"""
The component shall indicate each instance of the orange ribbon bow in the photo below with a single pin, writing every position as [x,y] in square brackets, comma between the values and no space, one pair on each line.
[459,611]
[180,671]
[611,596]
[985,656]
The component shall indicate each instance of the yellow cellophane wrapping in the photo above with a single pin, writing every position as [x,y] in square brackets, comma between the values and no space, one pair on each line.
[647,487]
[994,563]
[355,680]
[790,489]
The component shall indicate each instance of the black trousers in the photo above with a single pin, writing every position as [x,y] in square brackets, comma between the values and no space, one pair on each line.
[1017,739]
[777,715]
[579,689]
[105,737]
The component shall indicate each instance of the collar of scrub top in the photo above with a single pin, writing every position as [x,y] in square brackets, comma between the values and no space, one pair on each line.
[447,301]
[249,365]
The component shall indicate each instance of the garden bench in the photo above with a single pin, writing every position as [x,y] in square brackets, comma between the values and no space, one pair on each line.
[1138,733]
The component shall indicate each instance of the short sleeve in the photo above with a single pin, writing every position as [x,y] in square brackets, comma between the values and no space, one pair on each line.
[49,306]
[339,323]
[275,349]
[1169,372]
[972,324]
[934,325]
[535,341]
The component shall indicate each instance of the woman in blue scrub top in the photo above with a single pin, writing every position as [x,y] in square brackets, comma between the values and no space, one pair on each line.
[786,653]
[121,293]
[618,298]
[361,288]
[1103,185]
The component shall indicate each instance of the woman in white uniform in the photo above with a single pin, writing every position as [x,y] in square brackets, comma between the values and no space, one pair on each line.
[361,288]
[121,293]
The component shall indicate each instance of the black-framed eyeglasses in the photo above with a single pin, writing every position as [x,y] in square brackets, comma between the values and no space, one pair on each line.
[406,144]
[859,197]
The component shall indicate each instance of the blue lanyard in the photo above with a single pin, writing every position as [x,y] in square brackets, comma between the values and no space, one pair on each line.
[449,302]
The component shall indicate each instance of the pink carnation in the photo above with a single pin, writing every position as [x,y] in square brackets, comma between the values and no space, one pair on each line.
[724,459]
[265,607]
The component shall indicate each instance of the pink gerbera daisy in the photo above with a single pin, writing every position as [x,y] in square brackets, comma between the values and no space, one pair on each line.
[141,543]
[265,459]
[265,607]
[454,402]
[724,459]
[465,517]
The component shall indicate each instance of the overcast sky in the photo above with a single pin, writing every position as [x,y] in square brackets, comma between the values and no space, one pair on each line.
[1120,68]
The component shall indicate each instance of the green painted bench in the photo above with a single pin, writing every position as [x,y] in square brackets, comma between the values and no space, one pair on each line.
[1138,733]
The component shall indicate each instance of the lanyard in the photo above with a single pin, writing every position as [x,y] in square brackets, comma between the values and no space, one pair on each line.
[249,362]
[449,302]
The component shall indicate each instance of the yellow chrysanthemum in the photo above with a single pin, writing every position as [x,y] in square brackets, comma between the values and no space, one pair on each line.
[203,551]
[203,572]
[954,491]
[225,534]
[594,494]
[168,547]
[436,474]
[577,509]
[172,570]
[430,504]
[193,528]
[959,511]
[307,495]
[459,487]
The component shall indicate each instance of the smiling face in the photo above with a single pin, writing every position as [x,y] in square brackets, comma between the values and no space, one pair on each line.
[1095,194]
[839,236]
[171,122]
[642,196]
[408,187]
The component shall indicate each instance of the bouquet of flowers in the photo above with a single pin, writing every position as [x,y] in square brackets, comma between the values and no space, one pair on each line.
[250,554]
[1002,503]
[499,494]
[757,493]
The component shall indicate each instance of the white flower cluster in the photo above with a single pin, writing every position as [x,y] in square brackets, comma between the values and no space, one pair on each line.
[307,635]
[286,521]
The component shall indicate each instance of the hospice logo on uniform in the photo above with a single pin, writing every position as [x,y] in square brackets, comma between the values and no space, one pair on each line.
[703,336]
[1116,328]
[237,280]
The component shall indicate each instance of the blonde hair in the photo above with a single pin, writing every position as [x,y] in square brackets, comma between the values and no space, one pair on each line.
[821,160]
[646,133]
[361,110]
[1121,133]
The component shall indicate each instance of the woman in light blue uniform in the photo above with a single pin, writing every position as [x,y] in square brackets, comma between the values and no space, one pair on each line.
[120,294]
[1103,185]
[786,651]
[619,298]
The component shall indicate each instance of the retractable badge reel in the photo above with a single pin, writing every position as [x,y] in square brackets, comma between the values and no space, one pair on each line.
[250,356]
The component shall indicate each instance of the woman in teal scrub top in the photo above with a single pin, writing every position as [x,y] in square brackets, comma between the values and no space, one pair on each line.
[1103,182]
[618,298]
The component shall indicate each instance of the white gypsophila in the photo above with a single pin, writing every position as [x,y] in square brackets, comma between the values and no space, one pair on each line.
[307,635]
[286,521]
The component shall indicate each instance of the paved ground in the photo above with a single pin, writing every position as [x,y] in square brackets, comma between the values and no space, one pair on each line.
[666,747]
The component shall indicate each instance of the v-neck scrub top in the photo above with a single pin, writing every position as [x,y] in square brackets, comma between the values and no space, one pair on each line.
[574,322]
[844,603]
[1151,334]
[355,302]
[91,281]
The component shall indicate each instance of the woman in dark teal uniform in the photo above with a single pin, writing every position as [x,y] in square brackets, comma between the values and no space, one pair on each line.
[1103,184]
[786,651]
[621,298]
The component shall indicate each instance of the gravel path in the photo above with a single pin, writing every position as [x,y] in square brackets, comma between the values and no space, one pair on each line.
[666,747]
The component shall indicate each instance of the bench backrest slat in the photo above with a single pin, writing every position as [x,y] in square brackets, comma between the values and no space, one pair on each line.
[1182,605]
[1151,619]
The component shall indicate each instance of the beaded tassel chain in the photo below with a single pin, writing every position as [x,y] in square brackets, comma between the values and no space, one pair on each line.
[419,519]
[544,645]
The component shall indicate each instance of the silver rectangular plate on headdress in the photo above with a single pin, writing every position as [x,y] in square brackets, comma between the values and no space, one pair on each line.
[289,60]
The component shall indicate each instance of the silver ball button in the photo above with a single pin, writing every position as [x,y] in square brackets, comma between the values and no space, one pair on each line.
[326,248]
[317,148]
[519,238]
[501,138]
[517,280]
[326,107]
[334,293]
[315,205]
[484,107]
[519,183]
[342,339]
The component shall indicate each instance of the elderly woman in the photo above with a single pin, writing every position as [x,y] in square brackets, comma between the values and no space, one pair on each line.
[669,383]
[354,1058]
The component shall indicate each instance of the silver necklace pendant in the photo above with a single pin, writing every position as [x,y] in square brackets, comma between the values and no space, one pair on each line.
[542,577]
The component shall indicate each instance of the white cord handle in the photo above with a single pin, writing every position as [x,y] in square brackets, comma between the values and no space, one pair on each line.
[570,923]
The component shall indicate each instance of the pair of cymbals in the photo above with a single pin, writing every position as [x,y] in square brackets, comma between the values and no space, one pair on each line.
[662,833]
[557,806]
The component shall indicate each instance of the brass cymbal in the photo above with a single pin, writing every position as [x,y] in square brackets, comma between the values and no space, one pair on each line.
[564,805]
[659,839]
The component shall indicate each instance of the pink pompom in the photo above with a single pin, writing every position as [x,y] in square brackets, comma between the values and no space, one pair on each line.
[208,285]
"""
▸ **Task details**: Give back all the data exactly as written.

▸ **Reply**:
The component shall indicate each instance of the orange ribbon bow in the photo below with a single pin, writing every position as [x,y] in square brackets, comma between the values and no space, one pair on each line.
[459,611]
[180,671]
[611,596]
[985,656]
The component shall indicate each instance of the yellow cellophane wrapping in the photo above with a single pin, writing every position as [x,y] in square brackets, comma between the values and no space, one pair on each line.
[647,487]
[994,563]
[355,680]
[790,489]
The component shall indicate each instance of the black trousers in the photo above with a single pin, writing every position as [x,y] in square brackets, comma between the values and no space, one pair on each line.
[1017,739]
[777,715]
[579,689]
[105,737]
The component shall indicate each instance of the collar of scrub top in the photo above with a single pin, writing every position as [x,y] in square brackets, comma between the values and no space, one pair on each line.
[447,301]
[249,365]
The component shall indicate each instance of the garden bench in the photo above with a single pin, writing every position as [x,y] in square brackets, comma between the values and no space, one pair on each line.
[1138,733]
The component shall indicate each instance of the short sleeve in the photo above with a single pin, writing every position as [x,y] in square brackets, comma between the values and no space, one pair on each line.
[49,306]
[339,323]
[275,349]
[1169,372]
[972,324]
[934,325]
[535,341]
The component shall indicate each instance of the woman in blue scrub top in the photo above with a single pin, writing every position as [x,y] in square brackets, comma between the values and no space, one pair on each line.
[786,653]
[121,293]
[618,298]
[361,288]
[1103,185]
The component shall indicate each instance of the woman in white uniform in the photo above with a single pin, writing every position as [x,y] in square brackets, comma between the values and no space, one pair on each line.
[361,288]
[121,293]
The component shall indicate each instance of the black-framed eyeglasses in the photo above with a single pin, writing every position as [x,y] in square brackets, comma between the values and no space, one pair on each line.
[406,144]
[859,197]
The component shall indicate each instance of the blue lanyard in the photo above with a single pin, writing every position as [x,y] in square brackets, comma between the values and no space, one pair on each line.
[449,302]
The component shall indicate each instance of the pink carnation in the photo above with a single pin, writing every position as [x,y] in square brackets, comma between the values and no space, one pair on each line.
[724,459]
[265,607]
The component shall indicate each instance of the pink gerbera daisy in the photo above with a single pin, writing every position as [x,y] in square brackets, comma between the values and no space, one pair on each line.
[141,543]
[265,459]
[265,607]
[454,402]
[724,459]
[465,517]
The component shall indicate each instance of the overcast sky in the photo above with a single pin, writing every position as [x,y] in square brackets, comma between the values and no space, one pair on each line.
[1120,68]
The component shall indicate each instance of the green painted bench in the photo above with a single pin, writing every position as [x,y] in square brackets, comma between the values and no space, one pair on each line.
[1138,733]
The component shall indicate each instance of the lanyard in the photo above with a single pin, writing every position as [x,y] in square brackets, comma between the values and no space, one pair on each line.
[249,362]
[449,302]
The component shall indicate each instance of the yellow chrysanthemum in the photo above with a single pin, writing every position as [x,y] in square brackets, comma between the values and no space, one pair on each line.
[203,551]
[203,572]
[954,491]
[225,534]
[594,494]
[168,547]
[436,474]
[577,509]
[172,570]
[430,504]
[193,528]
[959,511]
[307,495]
[459,487]
The component shall indicate each instance of the smiling face in the photo above with a single pin, writing every position as [x,y] in square brackets, comma between the values and no space, one pair on each line.
[1095,194]
[839,236]
[171,122]
[642,196]
[408,187]
The component shall indicate each instance of the bouquet of flowers in the photo above with a single pin, writing every position as [x,y] in square brackets, comma between the values and no space, one pair on each line.
[250,554]
[1002,503]
[499,494]
[757,493]
The component shall indicate each instance of the white flower cluster in the photo above with a single pin, writing every position as [x,y] in square brackets, comma between the values and no space, one pair on each line.
[307,635]
[286,521]
The component shall indicate each instance of the hospice logo on uniform in the photo above with a single pin, writing every position as [x,y] in square brackets, comma between the values and no space, one pair on each line.
[703,336]
[1116,328]
[237,280]
The component shall indicate each instance of the blonde hair in the photo above with a single pin, writing every position as [x,y] in square brackets, comma between the values and no space, one pair on each line.
[821,160]
[646,133]
[361,110]
[1121,133]
The component shall indicate each instance of the woman in light blue uniform in the photo above with a single pin, writing every position as [x,y] in square brackets, comma between the values and no space, one pair on each line.
[120,294]
[1103,185]
[786,651]
[619,298]
The component shall indicate each instance of the retractable badge reel in the photo above with a single pin, writing every position as [x,y] in square brackets, comma between the values and no space, one pair on each line.
[250,356]
The component shall indicate each instance of the woman in teal scrub top in the photo above with a single pin, writing every position as [x,y] in square brackets, comma between the values and no space, one pair on each line.
[1103,182]
[618,298]
The component shall indicate each instance of the white gypsophila in the photo above with a single pin, writing every position as [x,y] in square brackets, comma between the values and no space, one pair on each line.
[307,635]
[286,521]
The component shall indicate each instance of the paved ground in the photo above with a single pin, writing every position as [x,y] in square brackets, comma between the values and no space, one pair on each line.
[666,747]
The component shall indicate each instance of the v-neck scrub top in the photo above with a single pin, writing every position as [x,y] in square brackets, comma between the values and no space, one pair on each line.
[574,322]
[844,603]
[1151,334]
[355,302]
[91,281]
The component shall indicate each instance of the woman in dark teal uniform in the photo above with a single pin, writing every position as [x,y] in square brackets, comma between the values and no space, one pair on each line.
[1103,184]
[786,651]
[621,298]
The component shall indicate each instance of the gravel path in the photo above with a single pin, writing every position as [x,y] in square brackets, comma between the values and no space, one pair on each line.
[666,747]
The component shall indicate each instance of the bench backrest slat in the photo above with a single pin, writing every position as [x,y] in square brackets, comma between the values and no space, one pair on each line.
[1182,605]
[1151,619]
The component shall indicate each instance of the beaded tassel chain in the photo below with a single pin, writing every position as [x,y] in square brackets, comma between the values and no space, one pair on each line.
[419,519]
[544,645]
The component shall indicate each instance of the silver rectangular plate on headdress in the photo above with a single pin, writing every position as [x,y] in square brackets, comma between the values and no space, one pair on each line.
[289,60]
The component shall indicate each instance of the silver ball button in the photo above with a single pin, writing every position as [x,y] in square brackets, comma between the values and no space, one pair on each line.
[326,248]
[317,148]
[519,238]
[501,138]
[517,280]
[326,107]
[334,293]
[315,205]
[484,107]
[519,183]
[342,339]
The component shall indicate each instance of the elderly woman in the photo above with a single pin, writing every position as [x,y] in square brackets, comma between the values and no space, one pair on each line.
[669,383]
[354,1058]
The component shall indicate each instance of the silver necklace pendant in the photo above with a single pin, writing every position as [x,y] in square brackets, comma between the values and no space, one pair on each line.
[542,577]
The component shall indicate each instance of the white cord handle in the photo above with a single pin, writing every position as [x,y] in square brackets, comma between the values and no space, one pair on each line.
[570,923]
The component shall indicate each instance of the pair of cymbals in the photo above with a single pin, writing every position as [x,y] in square brackets, comma between the values and no space, one pair on each line.
[662,833]
[557,806]
The component shall indicate each instance of the brass cymbal in the photo above with a single pin, writing every position as [x,y] in square brackets, comma between the values and no space, one pair on each line.
[564,805]
[659,839]
The component shall indicate each instance of the pink pompom in the photo above with a single pin, writing every position as [x,y] in square brackets, comma between the values and no space, one pair on each line.
[208,285]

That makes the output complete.